(Records from a collection)
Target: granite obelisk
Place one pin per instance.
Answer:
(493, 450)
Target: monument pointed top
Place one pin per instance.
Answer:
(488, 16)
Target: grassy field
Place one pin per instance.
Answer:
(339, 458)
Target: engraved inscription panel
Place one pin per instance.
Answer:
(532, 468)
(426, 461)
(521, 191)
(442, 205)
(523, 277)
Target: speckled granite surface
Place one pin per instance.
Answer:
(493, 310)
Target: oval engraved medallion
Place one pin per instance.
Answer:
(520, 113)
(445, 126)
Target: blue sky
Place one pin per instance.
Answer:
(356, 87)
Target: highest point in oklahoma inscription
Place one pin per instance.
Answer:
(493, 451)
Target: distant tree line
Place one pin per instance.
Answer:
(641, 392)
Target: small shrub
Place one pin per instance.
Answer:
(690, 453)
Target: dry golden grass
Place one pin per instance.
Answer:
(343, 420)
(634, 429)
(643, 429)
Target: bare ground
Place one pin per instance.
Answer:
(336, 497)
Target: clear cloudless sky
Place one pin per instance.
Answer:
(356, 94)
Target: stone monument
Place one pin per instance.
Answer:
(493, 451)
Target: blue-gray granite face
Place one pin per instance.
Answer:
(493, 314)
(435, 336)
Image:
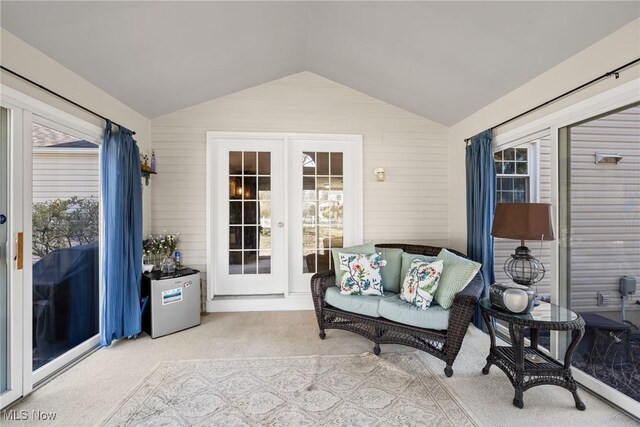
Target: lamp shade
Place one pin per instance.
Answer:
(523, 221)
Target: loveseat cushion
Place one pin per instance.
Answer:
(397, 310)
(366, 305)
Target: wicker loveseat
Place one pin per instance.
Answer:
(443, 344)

...

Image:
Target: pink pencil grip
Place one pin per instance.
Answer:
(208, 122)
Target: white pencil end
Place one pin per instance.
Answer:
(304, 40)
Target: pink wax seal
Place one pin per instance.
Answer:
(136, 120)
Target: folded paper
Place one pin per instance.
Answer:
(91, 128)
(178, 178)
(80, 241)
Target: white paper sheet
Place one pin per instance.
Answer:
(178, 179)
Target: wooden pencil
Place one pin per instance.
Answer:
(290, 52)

Exercise requirements
The answer should be a single number: the count of lines in the records that hold the string "pencil".

Task answer
3